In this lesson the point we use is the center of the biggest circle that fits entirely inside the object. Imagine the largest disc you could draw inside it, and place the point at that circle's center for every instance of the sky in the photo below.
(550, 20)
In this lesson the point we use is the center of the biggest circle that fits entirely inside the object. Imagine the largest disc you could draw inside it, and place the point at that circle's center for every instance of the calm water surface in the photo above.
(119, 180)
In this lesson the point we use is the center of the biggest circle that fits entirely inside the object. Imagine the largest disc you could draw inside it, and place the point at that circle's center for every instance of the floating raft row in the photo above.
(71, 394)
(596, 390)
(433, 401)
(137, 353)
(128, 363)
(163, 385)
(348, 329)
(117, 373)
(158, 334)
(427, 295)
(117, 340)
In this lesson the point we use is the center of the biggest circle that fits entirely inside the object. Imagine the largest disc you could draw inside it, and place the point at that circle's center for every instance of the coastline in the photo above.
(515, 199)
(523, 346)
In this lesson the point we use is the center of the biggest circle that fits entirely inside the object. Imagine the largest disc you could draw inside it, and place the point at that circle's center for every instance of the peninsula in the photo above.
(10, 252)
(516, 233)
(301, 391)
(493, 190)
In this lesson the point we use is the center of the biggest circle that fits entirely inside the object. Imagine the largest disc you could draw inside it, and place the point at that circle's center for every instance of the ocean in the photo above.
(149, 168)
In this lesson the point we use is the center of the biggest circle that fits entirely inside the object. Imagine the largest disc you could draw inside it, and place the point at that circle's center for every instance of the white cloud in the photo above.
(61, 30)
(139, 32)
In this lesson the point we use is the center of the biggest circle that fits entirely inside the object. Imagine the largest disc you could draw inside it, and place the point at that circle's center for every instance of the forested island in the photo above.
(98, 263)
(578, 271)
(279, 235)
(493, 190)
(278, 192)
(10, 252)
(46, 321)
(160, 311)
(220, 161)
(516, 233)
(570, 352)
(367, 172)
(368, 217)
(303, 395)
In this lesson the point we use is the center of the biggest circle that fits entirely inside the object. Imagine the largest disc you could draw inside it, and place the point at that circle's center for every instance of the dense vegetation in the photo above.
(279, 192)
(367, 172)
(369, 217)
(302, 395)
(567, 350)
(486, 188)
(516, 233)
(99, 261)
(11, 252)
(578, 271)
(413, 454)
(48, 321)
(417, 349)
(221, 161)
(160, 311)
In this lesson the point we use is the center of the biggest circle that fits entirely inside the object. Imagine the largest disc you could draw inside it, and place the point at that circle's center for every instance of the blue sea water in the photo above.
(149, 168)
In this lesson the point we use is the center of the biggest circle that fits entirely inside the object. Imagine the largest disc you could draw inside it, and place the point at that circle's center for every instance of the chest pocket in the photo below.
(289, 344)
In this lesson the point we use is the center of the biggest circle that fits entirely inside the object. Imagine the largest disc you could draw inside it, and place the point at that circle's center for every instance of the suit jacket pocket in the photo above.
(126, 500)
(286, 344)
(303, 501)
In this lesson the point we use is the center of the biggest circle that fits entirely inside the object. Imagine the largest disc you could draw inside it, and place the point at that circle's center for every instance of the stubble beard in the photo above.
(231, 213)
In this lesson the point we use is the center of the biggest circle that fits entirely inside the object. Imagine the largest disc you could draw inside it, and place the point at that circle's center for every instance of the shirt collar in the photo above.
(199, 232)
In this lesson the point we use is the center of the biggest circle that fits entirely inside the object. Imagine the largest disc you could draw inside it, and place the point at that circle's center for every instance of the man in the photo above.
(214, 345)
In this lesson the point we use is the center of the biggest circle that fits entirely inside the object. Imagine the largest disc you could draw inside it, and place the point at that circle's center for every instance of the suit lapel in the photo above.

• • • •

**PROBLEM TO WORK ON:** Output each record exactly, leaving nothing out.

**FULL ANSWER:**
In this lesson the point we use is the center of the biggest circle that fits entirely inside the object. Imagine the largest disc you could draw inside it, and place the point at that circle's center for every instance of the sky in the photo below.
(550, 20)
In this lesson the point we use is the center of the biggest circle that fits entirely inside the object. Imagine the largest disc you could draw inside it, and place the point at that circle's center for every instance of the calm water surface in the photo above.
(119, 180)
In this lesson the point we use is the center of the biggest circle that fits entirely inside the object. Imagine the largest disc you could draw inside it, and place the point at that circle's center for every instance of the floating raft row in the photo above.
(71, 394)
(596, 390)
(433, 401)
(137, 353)
(128, 363)
(163, 385)
(348, 329)
(117, 373)
(158, 334)
(427, 295)
(117, 340)
In this lesson the point we use is the center of the biggest circle that fits entirely inside the object. Imagine the largest disc you could draw inside it, and place the point at that circle's center for every instance of the coastline in the photo above.
(515, 199)
(523, 346)
In this lesson the point we use is the center of the biggest circle that fits entirely inside the object. Imagine the largest disc you could draw inside it, and place the point at that circle's center for every instance of the peninsula in the photo above.
(10, 252)
(516, 233)
(301, 391)
(493, 190)
In this lesson the point we use is the center of the biggest circle that fits entirely inside the object. Imagine the largest disc you could draw inside it, and place the point at that circle's center for every instance of the ocean in the photo above.
(149, 168)
In this lesson the point we use is the center of the biggest circle that fits entirely inside the object. Imagine the largest disc you could draw inside it, and place the point at that circle's center for every instance of the white cloud in the photo above.
(61, 30)
(139, 32)
In this lesson the point we use is the center of the biggest circle that fits entirely inside the object. Imagine the largest disc you could draw inside it, and place the point at that circle's center for every instance of the forested island in the photo above.
(98, 263)
(578, 271)
(279, 235)
(493, 190)
(278, 192)
(10, 252)
(46, 321)
(160, 311)
(220, 161)
(516, 233)
(570, 352)
(367, 172)
(368, 217)
(303, 395)
In this lesson the point we use is the center of the biggest circle that fits entirely inside the object. Imagine the largest disc you could draw inside it, and place the point at that circle's center for every instance of the dense vegetation in the photo above.
(279, 192)
(367, 172)
(369, 217)
(302, 395)
(567, 350)
(486, 188)
(516, 233)
(99, 261)
(11, 252)
(578, 271)
(413, 454)
(48, 321)
(417, 349)
(221, 161)
(160, 311)
In this lesson the point we use is the center of the biggest circle that fits entirely inside the object. Imagine the largest disc you could draw inside it, and place the point at that circle's center for every instance of the blue sea water in the photo above.
(149, 168)
In this lesson the point we use is the center of the biggest circle that fits entirely inside the object. Imagine the largest disc you could draw inside it, and place the point at that circle's center for every instance of the chest pocket in the photo below.
(289, 344)
In this lesson the point we use is the center of the biggest circle that fits entirely inside the object. Imagine the largest disc you could draw inside it, and place the point at that circle's center for every instance of the suit jacket pocket in the photo above.
(126, 500)
(286, 344)
(303, 501)
In this lesson the point we use is the center of the biggest circle that fits entirely inside the object. Imagine the largest disc you could draw inside it, and place the point at that circle's center for every instance of the stubble beard in the photo above.
(231, 213)
In this lesson the point we use is the center of the biggest circle that fits entirely inside the object. Imagine the largest disc you could draw inside it, and place the point at that circle's center for every instance of the shirt collar in the photo above.
(199, 232)
In this lesson the point we use is the center of the biggest circle that fits entirely inside the object. Imagine the largest disc you could draw inside it, and place the point at that circle's center for every instance of the man in the photo above.
(214, 345)
In this lesson the point we use is the center of the biggest circle that fits entirely inside the object. Imagine the largest disc you could draw inside it, and place the point at that circle's center for every instance of the suit lapel in the photo above.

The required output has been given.